> _PROBLEMS_
1/ Print the part of the David Hacking biography between "Education and military" and "rank of Lieutenant.", inclusive.
2/ Answer these from the David Hacking biography:
(a) In what year did he receive his MA?
(b) In which service was he from 1954 to 1964?
(c) For how long has he worked as an international arbitrator and mediator?
3/ Carry the David Hacking biography forward from its last sentence.

> _SELECTED TEXT_
David Hacking, 3rd Baron Hacking (born 17 April 1938), is a British arbitrator, barrister and hereditary peer.

Education and military career
He was educated at Aldro preparatory school, Charterhouse and Clare College, Cambridge, from where he graduated BA in 1961; he received his MA in 1968. His professional education was at the Inns of Court School of Law. He served in the Royal Naval Reserve from 1954 to 1964, seeing active service 1956-8 and reaching the rank of Lieutenant.

Career in law
Hacking is a qualified barrister and solicitor in England and Wales as well as an Attorney in the United States. He has worked for over 40 years as an international arbitrator and mediator of commercial disputes.

> _INFORMATION SUPPLIED_
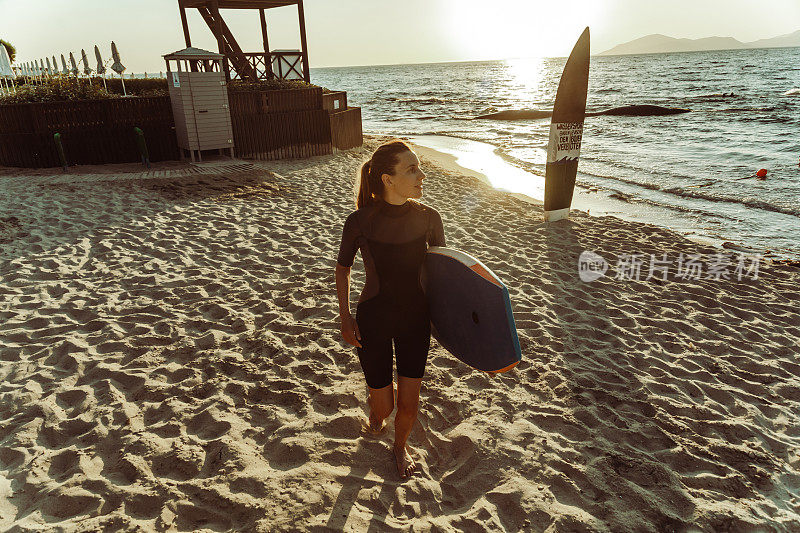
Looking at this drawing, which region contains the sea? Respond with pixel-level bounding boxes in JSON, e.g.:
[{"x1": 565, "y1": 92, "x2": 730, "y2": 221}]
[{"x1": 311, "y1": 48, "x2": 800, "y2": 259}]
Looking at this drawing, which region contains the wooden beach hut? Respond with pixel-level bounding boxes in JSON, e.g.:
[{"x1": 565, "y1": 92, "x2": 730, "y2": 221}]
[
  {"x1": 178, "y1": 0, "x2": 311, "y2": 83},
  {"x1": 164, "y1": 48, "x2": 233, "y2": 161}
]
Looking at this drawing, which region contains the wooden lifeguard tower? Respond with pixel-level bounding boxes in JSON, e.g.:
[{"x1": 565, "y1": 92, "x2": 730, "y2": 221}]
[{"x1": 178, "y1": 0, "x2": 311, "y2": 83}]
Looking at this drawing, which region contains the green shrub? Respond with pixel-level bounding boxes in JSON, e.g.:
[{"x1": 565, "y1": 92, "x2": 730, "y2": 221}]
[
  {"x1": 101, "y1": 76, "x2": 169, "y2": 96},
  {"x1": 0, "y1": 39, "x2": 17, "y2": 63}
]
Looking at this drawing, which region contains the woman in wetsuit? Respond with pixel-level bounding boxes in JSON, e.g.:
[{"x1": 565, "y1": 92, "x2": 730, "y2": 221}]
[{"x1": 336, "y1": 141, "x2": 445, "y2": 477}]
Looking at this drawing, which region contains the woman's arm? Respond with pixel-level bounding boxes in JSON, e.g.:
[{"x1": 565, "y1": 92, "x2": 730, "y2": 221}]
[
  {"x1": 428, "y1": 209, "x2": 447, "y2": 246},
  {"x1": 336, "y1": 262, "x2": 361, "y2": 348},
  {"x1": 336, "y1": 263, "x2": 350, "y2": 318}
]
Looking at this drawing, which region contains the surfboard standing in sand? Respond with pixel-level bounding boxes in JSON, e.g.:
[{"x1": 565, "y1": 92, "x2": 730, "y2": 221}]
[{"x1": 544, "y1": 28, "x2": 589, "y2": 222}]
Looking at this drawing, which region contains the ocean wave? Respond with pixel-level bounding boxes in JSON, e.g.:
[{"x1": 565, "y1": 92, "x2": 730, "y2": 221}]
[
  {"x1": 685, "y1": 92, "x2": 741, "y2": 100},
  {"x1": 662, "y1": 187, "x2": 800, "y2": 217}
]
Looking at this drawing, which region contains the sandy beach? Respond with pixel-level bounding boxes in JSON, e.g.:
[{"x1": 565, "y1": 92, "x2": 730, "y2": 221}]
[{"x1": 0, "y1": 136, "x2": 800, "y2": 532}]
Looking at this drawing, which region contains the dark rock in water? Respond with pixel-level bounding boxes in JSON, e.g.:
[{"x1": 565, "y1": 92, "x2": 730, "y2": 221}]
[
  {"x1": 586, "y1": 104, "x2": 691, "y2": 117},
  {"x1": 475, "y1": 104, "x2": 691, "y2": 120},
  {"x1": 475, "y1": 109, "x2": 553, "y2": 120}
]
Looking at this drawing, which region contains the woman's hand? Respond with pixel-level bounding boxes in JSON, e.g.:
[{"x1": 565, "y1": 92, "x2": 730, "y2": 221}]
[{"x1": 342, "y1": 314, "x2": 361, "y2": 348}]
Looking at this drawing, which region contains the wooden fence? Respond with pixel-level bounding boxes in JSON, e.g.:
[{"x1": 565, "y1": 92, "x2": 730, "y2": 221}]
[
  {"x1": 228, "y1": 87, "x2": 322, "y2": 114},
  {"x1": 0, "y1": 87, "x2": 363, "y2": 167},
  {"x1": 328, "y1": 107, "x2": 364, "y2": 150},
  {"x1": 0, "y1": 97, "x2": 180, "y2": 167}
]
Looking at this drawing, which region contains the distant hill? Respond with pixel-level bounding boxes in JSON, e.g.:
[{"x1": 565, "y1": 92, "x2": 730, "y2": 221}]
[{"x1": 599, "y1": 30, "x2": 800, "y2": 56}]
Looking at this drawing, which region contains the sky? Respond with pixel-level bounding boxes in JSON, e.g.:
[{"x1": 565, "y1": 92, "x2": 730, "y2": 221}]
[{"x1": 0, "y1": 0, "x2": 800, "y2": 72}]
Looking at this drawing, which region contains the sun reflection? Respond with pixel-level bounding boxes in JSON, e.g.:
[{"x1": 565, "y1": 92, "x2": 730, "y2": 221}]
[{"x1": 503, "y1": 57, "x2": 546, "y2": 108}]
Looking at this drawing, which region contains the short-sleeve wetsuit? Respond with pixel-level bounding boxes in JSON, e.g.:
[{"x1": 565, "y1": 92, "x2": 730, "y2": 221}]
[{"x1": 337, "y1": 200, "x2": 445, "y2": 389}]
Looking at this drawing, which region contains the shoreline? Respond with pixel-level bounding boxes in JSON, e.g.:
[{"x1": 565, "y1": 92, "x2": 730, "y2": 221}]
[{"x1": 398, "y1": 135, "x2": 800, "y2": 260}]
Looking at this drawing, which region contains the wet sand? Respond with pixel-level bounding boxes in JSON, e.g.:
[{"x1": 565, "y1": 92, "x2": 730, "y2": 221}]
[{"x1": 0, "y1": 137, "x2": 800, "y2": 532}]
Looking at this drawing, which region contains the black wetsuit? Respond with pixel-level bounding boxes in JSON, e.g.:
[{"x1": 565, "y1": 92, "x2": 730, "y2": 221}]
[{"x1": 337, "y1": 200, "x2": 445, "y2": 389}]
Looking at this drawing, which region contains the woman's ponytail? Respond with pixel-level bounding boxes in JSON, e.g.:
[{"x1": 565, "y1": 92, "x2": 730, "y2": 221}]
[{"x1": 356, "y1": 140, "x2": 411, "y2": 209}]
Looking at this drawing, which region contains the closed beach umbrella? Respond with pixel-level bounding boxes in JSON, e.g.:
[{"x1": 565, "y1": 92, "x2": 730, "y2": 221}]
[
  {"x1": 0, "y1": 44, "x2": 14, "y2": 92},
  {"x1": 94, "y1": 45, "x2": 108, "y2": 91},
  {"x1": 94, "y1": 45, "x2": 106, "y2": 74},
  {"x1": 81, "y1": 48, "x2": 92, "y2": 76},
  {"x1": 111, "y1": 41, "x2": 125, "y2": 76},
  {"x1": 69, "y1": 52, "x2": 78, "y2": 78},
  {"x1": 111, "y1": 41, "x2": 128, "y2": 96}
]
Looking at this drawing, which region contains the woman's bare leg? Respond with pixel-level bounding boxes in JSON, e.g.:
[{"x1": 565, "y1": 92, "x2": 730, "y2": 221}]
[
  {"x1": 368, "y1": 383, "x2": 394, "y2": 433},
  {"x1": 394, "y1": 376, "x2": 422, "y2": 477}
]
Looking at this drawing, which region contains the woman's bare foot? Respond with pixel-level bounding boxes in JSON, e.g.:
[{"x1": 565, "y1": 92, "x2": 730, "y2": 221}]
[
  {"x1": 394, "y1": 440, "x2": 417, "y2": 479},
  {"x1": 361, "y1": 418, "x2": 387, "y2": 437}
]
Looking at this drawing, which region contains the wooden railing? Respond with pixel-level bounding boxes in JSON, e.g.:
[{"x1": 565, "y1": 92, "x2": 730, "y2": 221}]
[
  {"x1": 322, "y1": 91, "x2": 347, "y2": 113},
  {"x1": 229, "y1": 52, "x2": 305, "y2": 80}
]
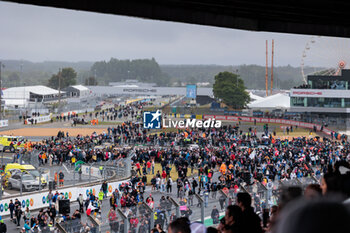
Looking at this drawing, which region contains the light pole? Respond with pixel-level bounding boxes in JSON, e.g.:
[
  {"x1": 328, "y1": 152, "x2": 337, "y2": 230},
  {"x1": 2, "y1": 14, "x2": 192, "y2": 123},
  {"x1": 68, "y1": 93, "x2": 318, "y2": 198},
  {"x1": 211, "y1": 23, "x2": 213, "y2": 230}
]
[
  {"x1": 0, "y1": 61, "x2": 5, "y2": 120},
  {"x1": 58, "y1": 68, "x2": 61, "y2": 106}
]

> _ANSWERS BELOW_
1/
Education and military career
He was educated at Aldro preparatory school, Charterhouse and Clare College, Cambridge, from where he graduated BA in 1961; he received his MA in 1968. His professional education was at the Inns of Court School of Law. He served in the Royal Naval Reserve from 1954 to 1964, seeing active service 1956-8 and reaching the rank of Lieutenant.

2/
(a) 1968
(b) The Royal Naval Reserve
(c) Over 40 years

3/
House of Lords
Having inherited the title Baron Hacking from his father in 1971, Hacking sat in the House of Lords for over 20 years, contributing to reform of arbitration law and related areas. Having sat as a Conservative, in 1998 he defected to Labour over the European and law and order policies of then party leader William Hague. He lost his automatic right to a seat under the House of Lords Act 1999. He sought to return to the House in the by-election caused by the death of Lord Milner of Leeds in 2003. He stood in several subsequent by-elections (as a crossbencher), and succeeded in 2021 as a Labour candidate to replace Viscount Simon, 47 years after he first entered the Lords in 1974. He took the oath again on Thursday, 2 December 2021, Lord Hacking made his second maiden speech on 7 February 2022, reflecting on the number of Baronesses in the Lords compared to when he left in 1999, remembering his first maiden speech which he nearly made 50 years ago, on 26 April 1972 & the amount of amendments on legalisation going through the Lords. Lord Hacking is the oldest hereditary peer to have been elected during hereditary peers by elections.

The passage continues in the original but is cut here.